* _Task directions_
Copy word for word the passage of the advisory opinion letter below from "I have received" to "by the Town.".

December 22, 1998

Councilman Peter J. Barton
Town of Beekman
4 Main Street
Poughquag, NY 12570-9601

The staff of the Committee on Open Government is authorized to issue advisory opinions.
The ensuing staff advisory opinion is based solely upon the information presented in your

Dear Councilman Barton:

I have received your letter of November 20 and the correspondence relating to it.
You wrote that the Town of Beekman has retained an environmental consulting firm to
engage in studies and prepare reports concerning a hazardous waste site owned by the Town.
When you requested records from the firm, it denied access and informed the Town
Supervisor of your request, who also denied your request. You have raised a series of
questions pertaining to the matter, and in this regard, I offer the following comments.

First, in general, the Freedom of Information Law is intended to enable the public to
request and obtain accessible records. Further, it has been held that accessible records should
be made equally available to any person, without regard to status or interest [see e.g., Burke
v. Yudelson, 368 NYS 2d 779, aff'd 51 AD 2d 673, 378 NYS 2d 165 (1976) and M. Farbman
& Sons v. New York City, 62 NY 2d 75 (1984)]. Nevertheless, if it is clear that records are
requested in the performance of one's official duties, the request might not be viewed as
having been made under the Freedom of Information Law. In such a situation, if a request
is reasonable, and in the absence of a Board rule or policy to the contrary, I believe that a
member of the Board should not generally be required to resort to the Freedom of
Information Law in order to seek or obtain records.

However, viewing the matter from a more technical perspective, one of the functions
of a public body involves acting collectively, as an entity. A town board, as the governing
body of a public corporation, generally acts by means of motions carried by an affirmative
vote of a majority of its total membership (see General Construction Law, §41). In my view,
in most instances, a board member acting unilaterally, without the consent or approval of a
majority of the total membership of the board, has the same rights as those accorded to a
member of the public, unless there is some right conferred upon a board member by means
of law or rule. In such a case, a member seeking records could presumably be treated in the
same manner as the public generally.

Second, in a similar vein, I do not believe that the Supervisor, acting unilaterally, has
the authority to determine rights of access or the extent to which another Board member can
view the records at issue. From my perspective, under §§63 and 64 of the Town Law, the
Town Board, rather than a single member thereof, would have such authority. Section 63
states in part that a town board carries out its functions by means of a majority vote of its
total membership; §64(3) provides a town board, as an entity, with "management, custody
and control of town property."

* _Data entries_
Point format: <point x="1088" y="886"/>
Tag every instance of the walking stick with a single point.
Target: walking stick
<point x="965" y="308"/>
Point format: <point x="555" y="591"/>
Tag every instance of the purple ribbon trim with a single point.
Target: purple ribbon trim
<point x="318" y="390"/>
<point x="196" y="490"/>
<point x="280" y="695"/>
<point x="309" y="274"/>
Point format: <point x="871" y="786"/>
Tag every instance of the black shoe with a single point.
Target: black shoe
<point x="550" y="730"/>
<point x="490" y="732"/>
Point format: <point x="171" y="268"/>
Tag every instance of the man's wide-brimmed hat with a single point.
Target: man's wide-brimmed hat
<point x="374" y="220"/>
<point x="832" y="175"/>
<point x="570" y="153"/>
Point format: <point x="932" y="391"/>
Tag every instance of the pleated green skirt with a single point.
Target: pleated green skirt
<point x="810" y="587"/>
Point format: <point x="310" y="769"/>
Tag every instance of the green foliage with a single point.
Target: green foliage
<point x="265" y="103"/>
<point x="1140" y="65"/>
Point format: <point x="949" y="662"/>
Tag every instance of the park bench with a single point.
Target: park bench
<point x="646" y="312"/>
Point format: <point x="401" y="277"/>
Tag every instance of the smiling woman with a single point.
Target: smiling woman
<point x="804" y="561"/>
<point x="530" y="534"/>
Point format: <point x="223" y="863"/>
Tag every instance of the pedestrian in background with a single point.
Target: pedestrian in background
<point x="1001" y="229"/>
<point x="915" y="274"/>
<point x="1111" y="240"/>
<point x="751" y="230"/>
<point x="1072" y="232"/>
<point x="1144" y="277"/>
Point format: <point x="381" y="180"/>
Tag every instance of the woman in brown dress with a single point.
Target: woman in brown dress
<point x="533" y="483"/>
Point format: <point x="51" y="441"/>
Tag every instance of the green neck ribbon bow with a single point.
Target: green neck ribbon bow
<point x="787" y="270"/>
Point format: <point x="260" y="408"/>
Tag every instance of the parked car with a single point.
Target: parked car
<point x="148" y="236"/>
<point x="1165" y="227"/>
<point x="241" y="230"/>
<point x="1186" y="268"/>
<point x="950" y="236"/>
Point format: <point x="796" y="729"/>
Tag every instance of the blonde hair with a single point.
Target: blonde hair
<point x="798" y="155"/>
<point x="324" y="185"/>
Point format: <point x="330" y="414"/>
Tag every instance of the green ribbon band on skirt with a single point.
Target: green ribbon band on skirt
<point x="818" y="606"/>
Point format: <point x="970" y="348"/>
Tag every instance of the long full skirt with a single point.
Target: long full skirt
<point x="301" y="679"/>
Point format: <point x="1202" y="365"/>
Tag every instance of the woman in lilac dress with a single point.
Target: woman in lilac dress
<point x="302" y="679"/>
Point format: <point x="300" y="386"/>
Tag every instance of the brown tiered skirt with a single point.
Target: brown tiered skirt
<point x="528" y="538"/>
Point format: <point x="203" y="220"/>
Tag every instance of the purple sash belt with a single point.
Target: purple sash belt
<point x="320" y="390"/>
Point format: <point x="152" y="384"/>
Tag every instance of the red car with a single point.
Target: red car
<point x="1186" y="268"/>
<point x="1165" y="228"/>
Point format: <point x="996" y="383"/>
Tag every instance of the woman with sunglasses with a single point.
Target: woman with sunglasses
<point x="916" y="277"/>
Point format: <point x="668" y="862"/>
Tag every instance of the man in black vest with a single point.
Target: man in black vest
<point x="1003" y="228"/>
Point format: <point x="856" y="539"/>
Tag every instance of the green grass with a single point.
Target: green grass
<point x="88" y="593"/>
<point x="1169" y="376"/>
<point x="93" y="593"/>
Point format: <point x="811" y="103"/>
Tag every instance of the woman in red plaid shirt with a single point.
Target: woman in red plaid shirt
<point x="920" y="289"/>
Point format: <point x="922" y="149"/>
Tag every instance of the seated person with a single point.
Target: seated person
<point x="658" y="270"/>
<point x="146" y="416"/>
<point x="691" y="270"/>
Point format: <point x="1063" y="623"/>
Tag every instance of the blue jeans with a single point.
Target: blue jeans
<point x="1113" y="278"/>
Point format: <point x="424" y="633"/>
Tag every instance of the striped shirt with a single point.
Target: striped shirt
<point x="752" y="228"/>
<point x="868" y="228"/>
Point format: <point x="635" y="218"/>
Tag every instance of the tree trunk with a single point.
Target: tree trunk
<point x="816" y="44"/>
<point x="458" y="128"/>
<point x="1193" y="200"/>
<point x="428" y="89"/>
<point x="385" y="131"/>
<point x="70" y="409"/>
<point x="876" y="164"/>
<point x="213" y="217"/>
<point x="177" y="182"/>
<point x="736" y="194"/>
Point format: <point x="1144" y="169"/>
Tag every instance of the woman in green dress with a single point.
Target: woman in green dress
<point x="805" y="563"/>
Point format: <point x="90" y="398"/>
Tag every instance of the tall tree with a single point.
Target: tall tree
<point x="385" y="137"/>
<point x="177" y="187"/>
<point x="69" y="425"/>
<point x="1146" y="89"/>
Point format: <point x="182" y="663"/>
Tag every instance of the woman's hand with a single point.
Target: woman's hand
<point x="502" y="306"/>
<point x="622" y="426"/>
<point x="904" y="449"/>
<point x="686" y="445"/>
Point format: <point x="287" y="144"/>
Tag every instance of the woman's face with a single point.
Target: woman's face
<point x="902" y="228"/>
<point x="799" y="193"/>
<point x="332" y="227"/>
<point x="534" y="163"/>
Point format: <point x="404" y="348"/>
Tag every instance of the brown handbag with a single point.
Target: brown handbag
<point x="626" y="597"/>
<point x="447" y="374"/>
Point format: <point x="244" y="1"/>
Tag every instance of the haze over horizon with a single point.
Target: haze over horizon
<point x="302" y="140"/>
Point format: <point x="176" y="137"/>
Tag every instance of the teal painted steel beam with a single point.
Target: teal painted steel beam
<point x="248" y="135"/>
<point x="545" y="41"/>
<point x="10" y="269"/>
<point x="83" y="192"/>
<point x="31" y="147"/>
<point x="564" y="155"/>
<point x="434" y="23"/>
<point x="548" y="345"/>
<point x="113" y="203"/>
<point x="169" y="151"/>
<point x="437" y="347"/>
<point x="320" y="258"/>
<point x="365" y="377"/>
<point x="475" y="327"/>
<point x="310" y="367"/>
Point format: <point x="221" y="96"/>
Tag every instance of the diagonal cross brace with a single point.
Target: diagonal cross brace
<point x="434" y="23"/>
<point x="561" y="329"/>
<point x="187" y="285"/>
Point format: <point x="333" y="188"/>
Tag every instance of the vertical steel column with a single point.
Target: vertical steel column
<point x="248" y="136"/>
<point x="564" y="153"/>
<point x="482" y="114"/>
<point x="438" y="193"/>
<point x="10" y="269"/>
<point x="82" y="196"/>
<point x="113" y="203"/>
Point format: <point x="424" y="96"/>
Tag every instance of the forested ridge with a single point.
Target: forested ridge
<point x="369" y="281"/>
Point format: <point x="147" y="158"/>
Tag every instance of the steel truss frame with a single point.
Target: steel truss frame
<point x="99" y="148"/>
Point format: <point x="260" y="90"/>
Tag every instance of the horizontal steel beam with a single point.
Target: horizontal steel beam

* _Task result_
I have received your letter of November 20 and the correspondence relating to it.
You wrote that the Town of Beekman has retained an environmental consulting firm to
engage in studies and prepare reports concerning a hazardous waste site owned by the Town.